» WORK TO COMPLETE:
Lay out the material below as a Markdown table covering only the lines from the one containing "Definition for annotators: for every instance of the beach" to the one containing "[[409, 204], [379, 204]]", both included, and leave out blank lines. Put a row number in a column named No. and the line itself in a column named Text.

» SUPPLIED ENTRIES:
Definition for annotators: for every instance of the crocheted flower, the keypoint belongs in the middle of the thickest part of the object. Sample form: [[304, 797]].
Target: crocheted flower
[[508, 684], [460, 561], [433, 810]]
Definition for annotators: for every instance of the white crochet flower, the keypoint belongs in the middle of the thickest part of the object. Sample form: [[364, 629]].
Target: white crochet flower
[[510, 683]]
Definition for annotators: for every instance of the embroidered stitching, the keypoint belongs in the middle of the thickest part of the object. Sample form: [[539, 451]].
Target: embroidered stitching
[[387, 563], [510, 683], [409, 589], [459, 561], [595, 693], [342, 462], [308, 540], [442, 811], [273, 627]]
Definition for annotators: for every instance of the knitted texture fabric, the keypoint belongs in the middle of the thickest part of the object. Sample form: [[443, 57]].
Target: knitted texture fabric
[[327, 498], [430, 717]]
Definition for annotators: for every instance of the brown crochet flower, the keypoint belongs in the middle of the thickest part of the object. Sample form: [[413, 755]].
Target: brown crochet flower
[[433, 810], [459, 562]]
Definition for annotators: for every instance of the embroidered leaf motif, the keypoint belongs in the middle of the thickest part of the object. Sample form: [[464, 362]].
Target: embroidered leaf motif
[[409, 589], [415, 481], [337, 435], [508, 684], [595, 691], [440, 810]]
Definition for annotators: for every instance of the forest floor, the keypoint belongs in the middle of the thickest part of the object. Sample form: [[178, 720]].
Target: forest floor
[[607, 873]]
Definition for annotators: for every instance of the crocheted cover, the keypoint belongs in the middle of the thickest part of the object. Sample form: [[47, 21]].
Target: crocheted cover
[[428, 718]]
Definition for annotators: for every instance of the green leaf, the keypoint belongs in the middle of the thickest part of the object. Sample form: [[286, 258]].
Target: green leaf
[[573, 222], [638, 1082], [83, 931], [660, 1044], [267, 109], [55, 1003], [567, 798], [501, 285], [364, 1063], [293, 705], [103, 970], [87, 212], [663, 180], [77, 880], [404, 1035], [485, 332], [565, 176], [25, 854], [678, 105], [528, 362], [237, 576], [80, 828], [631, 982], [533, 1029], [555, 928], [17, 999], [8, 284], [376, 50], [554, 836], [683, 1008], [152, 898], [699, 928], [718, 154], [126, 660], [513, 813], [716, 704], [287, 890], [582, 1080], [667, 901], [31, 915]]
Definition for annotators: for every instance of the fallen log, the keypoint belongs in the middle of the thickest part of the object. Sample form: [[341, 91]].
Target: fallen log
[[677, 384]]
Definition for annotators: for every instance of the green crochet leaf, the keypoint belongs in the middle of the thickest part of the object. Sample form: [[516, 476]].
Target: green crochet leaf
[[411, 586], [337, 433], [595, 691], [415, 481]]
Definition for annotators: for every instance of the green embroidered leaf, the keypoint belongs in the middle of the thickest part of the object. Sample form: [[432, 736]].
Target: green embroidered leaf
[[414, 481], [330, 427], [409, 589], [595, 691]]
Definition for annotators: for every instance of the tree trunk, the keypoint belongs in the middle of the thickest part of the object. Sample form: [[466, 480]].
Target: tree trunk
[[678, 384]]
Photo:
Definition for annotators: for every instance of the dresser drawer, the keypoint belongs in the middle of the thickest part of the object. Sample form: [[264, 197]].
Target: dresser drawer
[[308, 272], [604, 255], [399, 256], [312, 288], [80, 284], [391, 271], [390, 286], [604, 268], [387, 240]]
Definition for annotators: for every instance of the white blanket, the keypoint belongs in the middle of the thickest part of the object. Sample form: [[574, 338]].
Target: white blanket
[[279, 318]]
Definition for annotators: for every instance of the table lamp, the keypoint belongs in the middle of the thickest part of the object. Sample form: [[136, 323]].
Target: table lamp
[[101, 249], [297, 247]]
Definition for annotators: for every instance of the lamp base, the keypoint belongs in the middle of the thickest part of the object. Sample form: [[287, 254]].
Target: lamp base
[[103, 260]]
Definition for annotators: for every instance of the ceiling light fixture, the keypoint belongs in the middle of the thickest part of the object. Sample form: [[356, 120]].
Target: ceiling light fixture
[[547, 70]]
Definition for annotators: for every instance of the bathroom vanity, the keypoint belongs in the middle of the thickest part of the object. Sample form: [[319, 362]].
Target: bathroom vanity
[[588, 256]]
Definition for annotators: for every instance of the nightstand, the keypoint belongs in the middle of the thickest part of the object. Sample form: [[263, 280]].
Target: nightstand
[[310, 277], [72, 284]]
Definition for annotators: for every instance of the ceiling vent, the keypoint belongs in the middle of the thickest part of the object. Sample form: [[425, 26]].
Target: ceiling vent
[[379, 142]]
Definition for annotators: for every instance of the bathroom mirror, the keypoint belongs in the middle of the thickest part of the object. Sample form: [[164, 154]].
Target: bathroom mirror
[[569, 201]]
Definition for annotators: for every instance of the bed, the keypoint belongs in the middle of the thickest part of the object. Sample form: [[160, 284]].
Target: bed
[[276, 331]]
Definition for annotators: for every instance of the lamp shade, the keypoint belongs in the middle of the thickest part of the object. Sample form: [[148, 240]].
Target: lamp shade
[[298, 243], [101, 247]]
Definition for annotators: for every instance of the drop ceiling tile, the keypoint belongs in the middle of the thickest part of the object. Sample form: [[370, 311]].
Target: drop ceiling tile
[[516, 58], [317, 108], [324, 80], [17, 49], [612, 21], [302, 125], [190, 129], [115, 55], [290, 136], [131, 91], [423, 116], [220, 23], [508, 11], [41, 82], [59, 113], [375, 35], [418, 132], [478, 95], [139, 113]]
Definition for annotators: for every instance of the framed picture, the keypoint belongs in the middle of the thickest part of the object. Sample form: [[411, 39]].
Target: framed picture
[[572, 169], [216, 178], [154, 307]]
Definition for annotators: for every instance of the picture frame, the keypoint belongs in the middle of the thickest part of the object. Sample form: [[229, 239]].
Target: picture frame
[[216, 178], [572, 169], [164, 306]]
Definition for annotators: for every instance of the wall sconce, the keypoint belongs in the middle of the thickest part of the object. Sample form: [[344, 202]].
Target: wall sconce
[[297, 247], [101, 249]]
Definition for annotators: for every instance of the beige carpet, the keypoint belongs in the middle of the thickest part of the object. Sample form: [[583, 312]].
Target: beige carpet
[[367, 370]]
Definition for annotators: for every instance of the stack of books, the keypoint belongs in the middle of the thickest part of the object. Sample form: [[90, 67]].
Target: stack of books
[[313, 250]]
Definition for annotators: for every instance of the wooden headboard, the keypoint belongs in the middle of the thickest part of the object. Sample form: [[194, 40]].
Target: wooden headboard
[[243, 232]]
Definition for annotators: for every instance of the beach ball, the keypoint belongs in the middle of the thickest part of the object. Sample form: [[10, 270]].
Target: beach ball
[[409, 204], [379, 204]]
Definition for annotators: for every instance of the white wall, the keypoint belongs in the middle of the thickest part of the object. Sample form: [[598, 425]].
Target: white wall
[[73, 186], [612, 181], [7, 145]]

» SOLVED EXERCISE:
| No. | Text |
|---|---|
| 1 | Definition for annotators: for every instance of the beach ball, the keypoint belongs in the middle of the thickest part of the object. Sample form: [[10, 270]]. |
| 2 | Target: beach ball |
| 3 | [[409, 204], [379, 204]] |